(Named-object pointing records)
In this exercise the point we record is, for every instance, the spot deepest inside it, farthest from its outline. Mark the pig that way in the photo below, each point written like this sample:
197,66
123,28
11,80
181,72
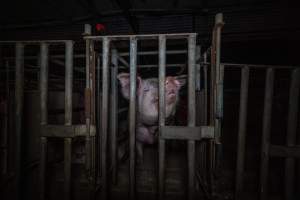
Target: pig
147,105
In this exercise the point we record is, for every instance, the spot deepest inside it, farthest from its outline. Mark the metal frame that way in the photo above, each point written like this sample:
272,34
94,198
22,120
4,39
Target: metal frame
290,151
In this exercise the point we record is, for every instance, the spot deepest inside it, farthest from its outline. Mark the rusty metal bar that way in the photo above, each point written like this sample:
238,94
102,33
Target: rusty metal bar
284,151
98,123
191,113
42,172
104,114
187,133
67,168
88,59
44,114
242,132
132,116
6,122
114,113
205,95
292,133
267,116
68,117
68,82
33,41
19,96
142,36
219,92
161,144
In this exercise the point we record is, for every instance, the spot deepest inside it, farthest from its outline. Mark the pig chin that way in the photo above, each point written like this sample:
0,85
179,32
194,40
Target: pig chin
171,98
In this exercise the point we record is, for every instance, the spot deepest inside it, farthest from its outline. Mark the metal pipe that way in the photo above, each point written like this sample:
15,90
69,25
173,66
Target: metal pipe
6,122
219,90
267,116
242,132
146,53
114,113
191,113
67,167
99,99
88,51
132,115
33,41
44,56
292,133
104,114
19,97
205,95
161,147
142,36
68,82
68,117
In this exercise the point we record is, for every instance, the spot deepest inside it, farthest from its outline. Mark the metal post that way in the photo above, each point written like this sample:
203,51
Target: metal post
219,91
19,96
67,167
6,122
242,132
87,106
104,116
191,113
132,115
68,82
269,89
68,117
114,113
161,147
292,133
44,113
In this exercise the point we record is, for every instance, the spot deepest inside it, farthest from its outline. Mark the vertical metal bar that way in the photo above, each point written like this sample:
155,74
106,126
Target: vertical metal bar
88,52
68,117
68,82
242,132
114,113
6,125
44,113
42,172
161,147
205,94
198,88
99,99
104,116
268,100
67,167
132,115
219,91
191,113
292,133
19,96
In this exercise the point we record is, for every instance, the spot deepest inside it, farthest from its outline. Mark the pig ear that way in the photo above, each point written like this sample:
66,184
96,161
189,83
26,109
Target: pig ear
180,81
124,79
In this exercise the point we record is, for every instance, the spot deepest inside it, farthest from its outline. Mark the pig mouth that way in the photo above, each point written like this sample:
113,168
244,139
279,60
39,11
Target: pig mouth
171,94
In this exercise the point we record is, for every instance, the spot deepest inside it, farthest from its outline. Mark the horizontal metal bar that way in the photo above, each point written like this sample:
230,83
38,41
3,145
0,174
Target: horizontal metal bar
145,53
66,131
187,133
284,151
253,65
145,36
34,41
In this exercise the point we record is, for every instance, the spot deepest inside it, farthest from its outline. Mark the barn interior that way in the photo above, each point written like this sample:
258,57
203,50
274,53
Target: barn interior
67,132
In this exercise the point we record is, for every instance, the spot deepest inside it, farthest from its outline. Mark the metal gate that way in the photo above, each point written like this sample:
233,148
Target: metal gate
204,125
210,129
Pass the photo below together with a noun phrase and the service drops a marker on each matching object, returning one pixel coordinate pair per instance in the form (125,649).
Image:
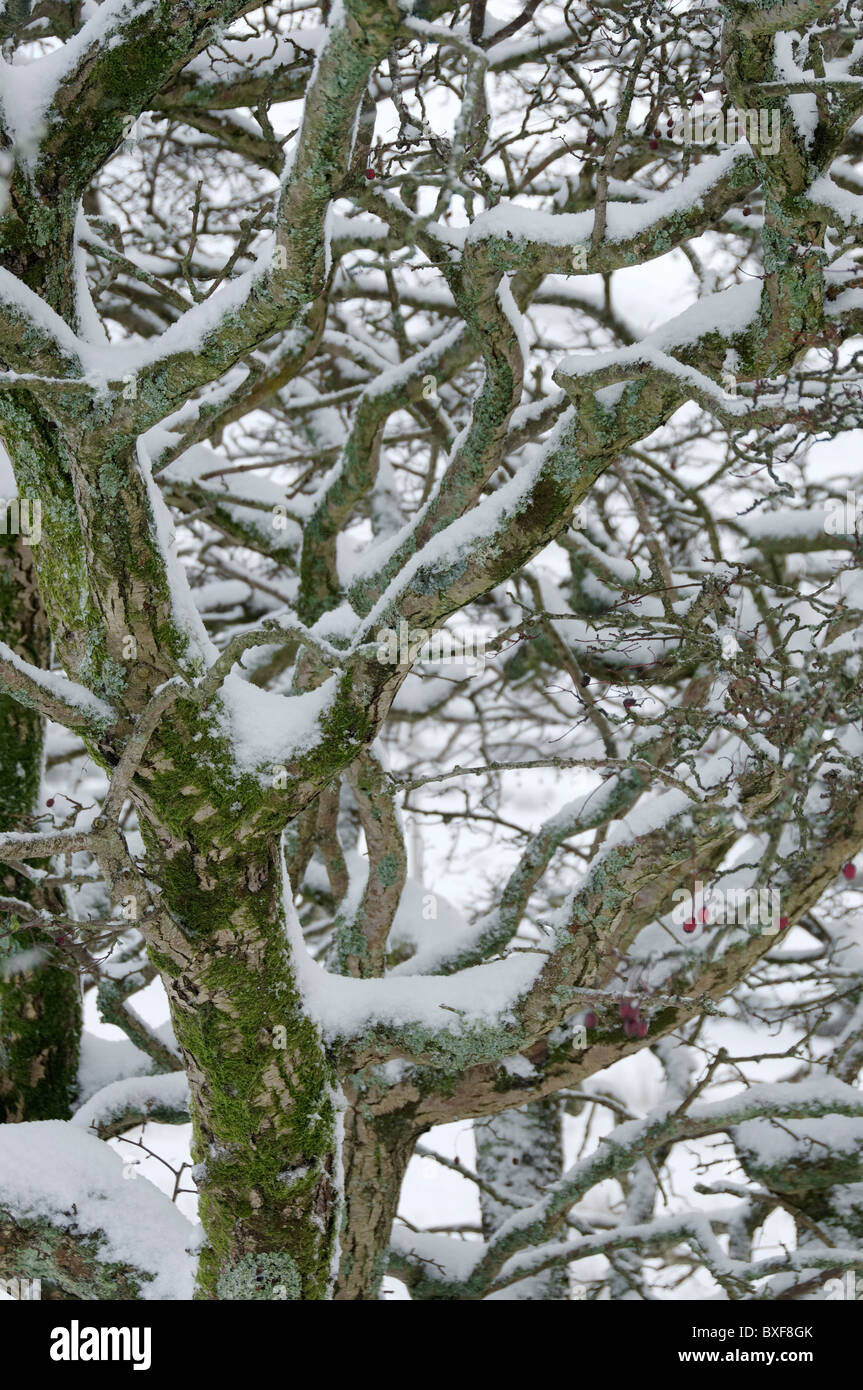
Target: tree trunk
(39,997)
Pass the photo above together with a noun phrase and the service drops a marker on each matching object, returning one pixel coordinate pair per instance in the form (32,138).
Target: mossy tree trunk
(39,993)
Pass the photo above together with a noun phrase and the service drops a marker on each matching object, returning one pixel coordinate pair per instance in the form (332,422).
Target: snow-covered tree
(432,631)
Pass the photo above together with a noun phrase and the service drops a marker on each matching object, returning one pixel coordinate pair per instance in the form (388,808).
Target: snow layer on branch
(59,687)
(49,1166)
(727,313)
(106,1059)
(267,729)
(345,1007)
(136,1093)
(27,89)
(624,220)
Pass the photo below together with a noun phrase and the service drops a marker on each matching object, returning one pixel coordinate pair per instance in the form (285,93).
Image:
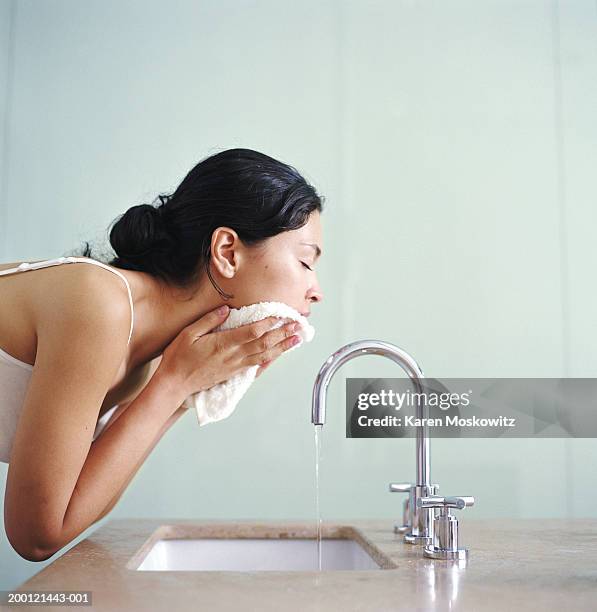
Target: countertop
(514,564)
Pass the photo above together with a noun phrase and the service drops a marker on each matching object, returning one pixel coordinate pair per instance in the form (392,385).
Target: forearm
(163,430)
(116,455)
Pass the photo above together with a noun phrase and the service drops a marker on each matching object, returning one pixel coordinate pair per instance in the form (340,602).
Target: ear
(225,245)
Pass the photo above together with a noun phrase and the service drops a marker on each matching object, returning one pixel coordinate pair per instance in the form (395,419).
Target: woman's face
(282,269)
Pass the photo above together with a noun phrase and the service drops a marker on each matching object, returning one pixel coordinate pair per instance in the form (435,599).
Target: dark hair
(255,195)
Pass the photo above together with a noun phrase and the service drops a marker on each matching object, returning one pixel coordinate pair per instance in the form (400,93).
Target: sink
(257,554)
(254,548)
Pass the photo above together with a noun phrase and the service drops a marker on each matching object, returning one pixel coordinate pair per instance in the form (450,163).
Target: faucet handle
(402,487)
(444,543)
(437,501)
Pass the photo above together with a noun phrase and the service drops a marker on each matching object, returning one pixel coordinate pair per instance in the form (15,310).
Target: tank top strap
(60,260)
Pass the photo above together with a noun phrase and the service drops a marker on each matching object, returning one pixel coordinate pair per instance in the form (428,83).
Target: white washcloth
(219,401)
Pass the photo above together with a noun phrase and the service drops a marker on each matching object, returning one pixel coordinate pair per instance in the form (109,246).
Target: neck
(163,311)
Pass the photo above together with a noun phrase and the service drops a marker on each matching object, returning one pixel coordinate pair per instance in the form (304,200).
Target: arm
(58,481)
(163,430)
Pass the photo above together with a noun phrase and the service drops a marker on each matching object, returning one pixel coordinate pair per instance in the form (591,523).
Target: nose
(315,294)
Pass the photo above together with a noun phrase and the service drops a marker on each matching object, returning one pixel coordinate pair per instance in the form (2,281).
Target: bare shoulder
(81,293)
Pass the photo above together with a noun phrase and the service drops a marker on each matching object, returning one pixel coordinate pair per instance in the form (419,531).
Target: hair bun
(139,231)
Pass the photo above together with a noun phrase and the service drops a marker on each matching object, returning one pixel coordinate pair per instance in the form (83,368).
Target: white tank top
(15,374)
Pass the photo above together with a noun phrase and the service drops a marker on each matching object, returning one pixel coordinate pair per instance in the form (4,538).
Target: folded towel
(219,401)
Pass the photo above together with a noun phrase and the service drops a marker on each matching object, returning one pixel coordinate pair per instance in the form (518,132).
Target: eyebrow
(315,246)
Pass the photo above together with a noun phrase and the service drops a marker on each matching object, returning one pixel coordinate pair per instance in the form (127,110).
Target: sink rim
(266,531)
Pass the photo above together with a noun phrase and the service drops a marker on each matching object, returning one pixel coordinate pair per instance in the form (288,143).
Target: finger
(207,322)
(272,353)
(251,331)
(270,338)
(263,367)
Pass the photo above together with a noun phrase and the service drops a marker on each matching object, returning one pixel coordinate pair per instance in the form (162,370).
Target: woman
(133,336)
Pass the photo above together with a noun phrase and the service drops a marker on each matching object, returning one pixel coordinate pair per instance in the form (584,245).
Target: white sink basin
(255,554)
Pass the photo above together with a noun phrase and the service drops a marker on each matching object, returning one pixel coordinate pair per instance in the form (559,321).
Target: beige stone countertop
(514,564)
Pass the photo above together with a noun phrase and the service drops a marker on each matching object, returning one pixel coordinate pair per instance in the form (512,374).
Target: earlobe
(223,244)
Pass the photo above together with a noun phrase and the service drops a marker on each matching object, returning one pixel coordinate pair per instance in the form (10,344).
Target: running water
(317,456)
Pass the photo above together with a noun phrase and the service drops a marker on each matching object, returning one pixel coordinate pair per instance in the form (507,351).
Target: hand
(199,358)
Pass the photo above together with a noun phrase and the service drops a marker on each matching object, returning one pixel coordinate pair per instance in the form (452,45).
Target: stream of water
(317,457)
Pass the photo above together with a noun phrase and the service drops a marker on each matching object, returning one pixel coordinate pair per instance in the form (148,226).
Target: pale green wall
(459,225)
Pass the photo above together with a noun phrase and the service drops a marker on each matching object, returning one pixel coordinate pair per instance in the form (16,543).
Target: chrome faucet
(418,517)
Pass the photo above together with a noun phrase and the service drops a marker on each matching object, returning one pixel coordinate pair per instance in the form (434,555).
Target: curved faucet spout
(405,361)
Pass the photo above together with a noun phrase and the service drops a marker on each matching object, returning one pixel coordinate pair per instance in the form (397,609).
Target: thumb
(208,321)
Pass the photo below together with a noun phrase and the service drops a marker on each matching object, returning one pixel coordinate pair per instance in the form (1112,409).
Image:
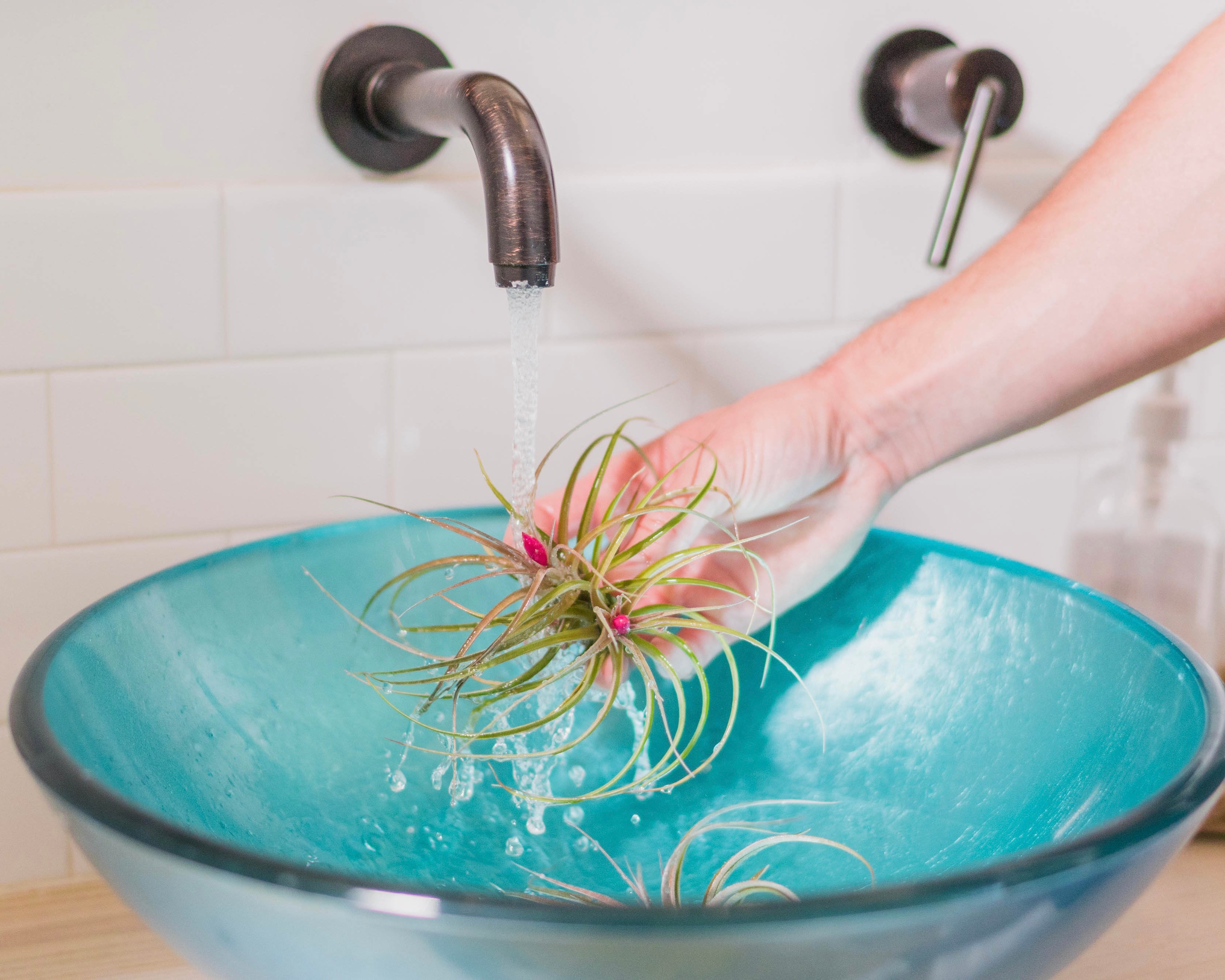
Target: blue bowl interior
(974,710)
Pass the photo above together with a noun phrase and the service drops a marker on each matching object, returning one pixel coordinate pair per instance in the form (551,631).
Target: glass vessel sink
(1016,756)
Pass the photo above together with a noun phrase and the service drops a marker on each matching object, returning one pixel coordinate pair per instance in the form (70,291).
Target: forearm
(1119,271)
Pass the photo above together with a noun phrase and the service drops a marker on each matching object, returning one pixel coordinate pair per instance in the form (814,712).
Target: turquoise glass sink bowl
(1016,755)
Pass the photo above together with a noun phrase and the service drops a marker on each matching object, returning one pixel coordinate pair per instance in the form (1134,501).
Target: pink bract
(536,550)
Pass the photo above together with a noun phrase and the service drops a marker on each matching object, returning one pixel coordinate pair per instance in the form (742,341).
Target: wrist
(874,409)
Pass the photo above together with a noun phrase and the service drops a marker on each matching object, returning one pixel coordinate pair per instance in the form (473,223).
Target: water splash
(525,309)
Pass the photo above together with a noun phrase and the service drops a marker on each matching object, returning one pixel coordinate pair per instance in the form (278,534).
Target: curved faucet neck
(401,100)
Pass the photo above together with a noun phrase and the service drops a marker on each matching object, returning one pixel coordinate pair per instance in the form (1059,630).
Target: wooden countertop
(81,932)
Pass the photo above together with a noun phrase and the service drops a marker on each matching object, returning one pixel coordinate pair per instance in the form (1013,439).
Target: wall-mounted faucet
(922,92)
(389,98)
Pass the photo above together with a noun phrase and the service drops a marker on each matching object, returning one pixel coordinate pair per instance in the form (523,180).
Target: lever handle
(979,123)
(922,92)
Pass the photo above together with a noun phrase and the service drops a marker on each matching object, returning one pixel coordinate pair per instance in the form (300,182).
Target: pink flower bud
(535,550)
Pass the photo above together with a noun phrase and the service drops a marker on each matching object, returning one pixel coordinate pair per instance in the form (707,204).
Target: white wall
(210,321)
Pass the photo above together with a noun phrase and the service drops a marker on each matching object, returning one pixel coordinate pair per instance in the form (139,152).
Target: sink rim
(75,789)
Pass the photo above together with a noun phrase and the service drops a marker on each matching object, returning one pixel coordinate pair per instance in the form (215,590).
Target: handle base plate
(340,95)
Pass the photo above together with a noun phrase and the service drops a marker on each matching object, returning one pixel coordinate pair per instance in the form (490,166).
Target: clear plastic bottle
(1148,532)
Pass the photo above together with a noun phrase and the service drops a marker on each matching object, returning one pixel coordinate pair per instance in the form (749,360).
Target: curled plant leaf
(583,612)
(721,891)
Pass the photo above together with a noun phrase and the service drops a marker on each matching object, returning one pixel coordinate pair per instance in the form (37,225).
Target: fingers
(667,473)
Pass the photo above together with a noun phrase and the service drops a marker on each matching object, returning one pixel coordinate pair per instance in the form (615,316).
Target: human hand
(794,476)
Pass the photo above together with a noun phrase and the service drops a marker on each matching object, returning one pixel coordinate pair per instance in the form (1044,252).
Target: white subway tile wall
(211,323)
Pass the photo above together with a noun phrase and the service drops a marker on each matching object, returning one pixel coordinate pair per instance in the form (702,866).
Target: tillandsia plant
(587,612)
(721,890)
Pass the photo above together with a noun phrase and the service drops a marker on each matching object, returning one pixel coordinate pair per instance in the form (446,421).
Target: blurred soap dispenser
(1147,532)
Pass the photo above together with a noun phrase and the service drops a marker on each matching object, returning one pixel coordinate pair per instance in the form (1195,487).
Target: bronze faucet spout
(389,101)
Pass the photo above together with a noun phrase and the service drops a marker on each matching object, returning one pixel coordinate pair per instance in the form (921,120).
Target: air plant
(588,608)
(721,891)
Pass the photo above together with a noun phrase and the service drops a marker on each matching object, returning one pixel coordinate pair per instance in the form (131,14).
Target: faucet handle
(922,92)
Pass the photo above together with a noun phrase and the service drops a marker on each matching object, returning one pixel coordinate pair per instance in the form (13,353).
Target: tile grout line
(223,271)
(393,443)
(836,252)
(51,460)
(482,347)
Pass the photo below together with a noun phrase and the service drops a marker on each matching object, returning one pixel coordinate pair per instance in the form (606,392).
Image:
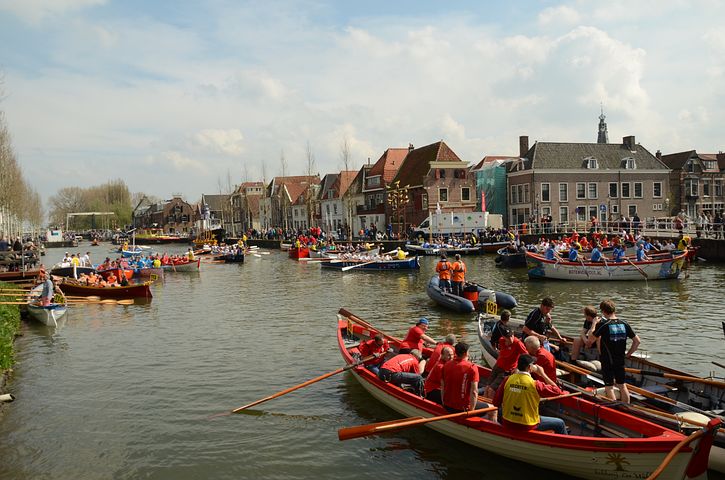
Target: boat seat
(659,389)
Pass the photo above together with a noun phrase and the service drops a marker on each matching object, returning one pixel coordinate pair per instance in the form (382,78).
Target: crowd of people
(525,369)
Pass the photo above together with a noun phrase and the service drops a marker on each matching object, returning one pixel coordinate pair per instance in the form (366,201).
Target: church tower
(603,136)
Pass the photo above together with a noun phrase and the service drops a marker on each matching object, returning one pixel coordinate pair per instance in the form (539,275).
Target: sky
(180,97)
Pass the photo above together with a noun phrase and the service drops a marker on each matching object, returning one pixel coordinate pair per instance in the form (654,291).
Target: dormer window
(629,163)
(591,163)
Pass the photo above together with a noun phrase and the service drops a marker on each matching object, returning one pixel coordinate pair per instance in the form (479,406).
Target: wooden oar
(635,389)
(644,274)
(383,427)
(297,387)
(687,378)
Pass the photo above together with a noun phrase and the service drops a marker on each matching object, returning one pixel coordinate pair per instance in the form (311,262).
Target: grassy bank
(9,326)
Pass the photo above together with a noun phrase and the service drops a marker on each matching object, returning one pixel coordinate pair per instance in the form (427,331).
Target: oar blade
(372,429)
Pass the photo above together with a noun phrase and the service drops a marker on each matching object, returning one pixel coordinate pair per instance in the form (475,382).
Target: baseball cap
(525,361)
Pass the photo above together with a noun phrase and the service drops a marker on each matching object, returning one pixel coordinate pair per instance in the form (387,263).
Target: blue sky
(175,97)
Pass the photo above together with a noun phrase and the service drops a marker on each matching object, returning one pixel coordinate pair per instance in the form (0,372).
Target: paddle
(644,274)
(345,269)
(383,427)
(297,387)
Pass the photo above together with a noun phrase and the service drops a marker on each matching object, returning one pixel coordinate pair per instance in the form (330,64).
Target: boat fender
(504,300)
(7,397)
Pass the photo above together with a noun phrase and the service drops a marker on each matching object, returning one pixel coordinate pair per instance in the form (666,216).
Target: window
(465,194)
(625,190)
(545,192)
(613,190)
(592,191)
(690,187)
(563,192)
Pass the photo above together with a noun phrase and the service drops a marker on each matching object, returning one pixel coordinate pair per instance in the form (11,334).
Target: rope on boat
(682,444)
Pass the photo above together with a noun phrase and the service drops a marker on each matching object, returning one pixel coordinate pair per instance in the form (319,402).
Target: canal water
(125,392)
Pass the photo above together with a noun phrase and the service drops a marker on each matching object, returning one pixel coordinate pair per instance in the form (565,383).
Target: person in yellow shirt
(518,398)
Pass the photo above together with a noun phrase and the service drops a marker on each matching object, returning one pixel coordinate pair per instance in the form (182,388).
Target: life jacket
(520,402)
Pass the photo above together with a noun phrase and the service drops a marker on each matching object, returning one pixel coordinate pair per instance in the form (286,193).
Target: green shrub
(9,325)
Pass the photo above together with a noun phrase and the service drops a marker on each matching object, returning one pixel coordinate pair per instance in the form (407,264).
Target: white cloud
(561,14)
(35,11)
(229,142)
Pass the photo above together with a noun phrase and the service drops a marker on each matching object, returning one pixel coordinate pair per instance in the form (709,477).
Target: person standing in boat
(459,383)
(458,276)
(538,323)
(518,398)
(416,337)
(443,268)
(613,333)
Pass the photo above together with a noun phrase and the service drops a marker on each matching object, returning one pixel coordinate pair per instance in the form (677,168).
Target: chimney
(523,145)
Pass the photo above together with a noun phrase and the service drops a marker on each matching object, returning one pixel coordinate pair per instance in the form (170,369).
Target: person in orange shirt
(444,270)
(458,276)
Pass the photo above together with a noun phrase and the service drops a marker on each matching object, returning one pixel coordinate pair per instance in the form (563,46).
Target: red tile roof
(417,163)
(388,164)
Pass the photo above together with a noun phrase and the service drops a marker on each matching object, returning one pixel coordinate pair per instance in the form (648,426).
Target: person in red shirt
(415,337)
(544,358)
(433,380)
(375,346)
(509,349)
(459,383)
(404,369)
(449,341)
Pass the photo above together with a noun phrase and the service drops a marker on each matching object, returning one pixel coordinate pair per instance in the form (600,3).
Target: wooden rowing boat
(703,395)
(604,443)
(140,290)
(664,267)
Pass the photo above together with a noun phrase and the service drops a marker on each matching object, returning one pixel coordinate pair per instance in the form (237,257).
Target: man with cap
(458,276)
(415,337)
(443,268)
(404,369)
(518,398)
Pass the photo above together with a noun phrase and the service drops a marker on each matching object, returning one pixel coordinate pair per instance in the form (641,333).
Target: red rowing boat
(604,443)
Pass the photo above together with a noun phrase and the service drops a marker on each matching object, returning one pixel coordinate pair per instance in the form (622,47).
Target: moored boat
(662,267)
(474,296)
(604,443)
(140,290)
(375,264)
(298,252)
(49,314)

**Written task**. Locate the line that contains "the form (237,257).", then please quote it and every line after it to the end of the entries above, exactly and with nothing else.

**Written reply**.
Pass the photo above together with a noun phrase and the service drops a marker on each matching object, returning one pixel coordinate pair per instance in the form (237,257).
Target: man with cap
(458,276)
(415,337)
(443,268)
(404,369)
(518,398)
Pass the photo above together with a noun phrase and the service drops a marker on each matching object, returning one pixel coordinate pair per instance in the form (641,333).
Target: red rowing boat
(604,443)
Pass the photo above together with a noun phrase and the service drops a marker on each matching object, returning one pixel coordinate pair per instance in the form (622,47).
Target: moored boat
(662,267)
(474,296)
(604,443)
(140,290)
(375,264)
(298,252)
(49,314)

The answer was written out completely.